## Stated task
Rewrite the rows below, replacing every occurrence of "Draw the outline of" with "Trace the boundary of" and leaving all other text unchanged.

------ The input

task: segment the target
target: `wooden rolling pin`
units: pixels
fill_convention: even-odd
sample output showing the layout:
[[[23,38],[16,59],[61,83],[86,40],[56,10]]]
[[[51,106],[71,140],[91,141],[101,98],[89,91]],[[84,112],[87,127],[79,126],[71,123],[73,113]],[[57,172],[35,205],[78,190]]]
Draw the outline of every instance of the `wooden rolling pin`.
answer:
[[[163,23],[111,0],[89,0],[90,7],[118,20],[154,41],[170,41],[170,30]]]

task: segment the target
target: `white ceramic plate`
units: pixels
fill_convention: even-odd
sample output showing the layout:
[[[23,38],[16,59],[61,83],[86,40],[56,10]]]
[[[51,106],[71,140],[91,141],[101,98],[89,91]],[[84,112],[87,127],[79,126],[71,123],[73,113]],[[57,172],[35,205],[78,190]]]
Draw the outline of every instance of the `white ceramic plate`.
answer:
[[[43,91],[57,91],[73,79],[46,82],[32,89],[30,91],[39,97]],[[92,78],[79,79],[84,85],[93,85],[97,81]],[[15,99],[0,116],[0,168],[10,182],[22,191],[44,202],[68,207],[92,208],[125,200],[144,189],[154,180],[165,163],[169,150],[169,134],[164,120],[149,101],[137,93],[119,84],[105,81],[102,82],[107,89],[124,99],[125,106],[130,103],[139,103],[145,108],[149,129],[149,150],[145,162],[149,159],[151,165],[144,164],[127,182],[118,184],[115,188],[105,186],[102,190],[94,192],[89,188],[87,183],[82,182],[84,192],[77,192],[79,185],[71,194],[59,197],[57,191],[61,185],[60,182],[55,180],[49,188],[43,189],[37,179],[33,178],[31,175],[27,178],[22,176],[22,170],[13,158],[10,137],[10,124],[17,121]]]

------------

## Output of the exercise
task: segment the target
target: `wooden rolling pin`
units: pixels
fill_convention: even-odd
sample output showing the layout:
[[[23,38],[16,59],[61,83],[86,40],[56,10]]]
[[[51,106],[71,140],[91,141],[101,98],[89,91]],[[84,112],[87,127],[79,126],[71,123],[73,113]],[[57,172],[35,205],[78,190]]]
Trace the boundary of every instance of the `wooden rolling pin`.
answer:
[[[163,23],[111,0],[89,0],[90,7],[118,20],[154,41],[170,41],[170,30]]]

task: segment the target
target: `white ceramic plate`
units: pixels
fill_convention: even-odd
sample output showing the layout:
[[[23,38],[16,59],[61,83],[86,40],[56,10]]]
[[[51,106],[71,140],[91,141],[101,98],[89,91]],[[84,112],[87,127],[79,126],[71,123],[73,113]],[[57,172],[35,205],[78,190]]]
Trace the boundary of every instance of the `white ceramic plate`.
answer:
[[[43,91],[57,91],[73,79],[46,82],[32,89],[30,91],[39,97]],[[92,78],[79,79],[84,85],[93,85],[97,81]],[[15,99],[0,116],[0,168],[10,182],[22,191],[44,202],[68,207],[92,208],[125,200],[144,189],[154,180],[165,163],[169,150],[169,134],[164,120],[149,101],[137,93],[119,84],[105,81],[102,82],[107,89],[124,99],[125,106],[130,103],[139,103],[145,108],[149,129],[149,150],[145,162],[149,159],[151,165],[144,164],[127,182],[118,184],[115,188],[105,186],[102,190],[94,192],[89,188],[87,183],[82,182],[84,192],[77,192],[79,185],[71,194],[59,197],[57,191],[61,185],[60,182],[55,180],[49,188],[43,189],[37,179],[33,178],[31,175],[27,178],[22,176],[22,170],[13,158],[10,137],[10,124],[17,121]]]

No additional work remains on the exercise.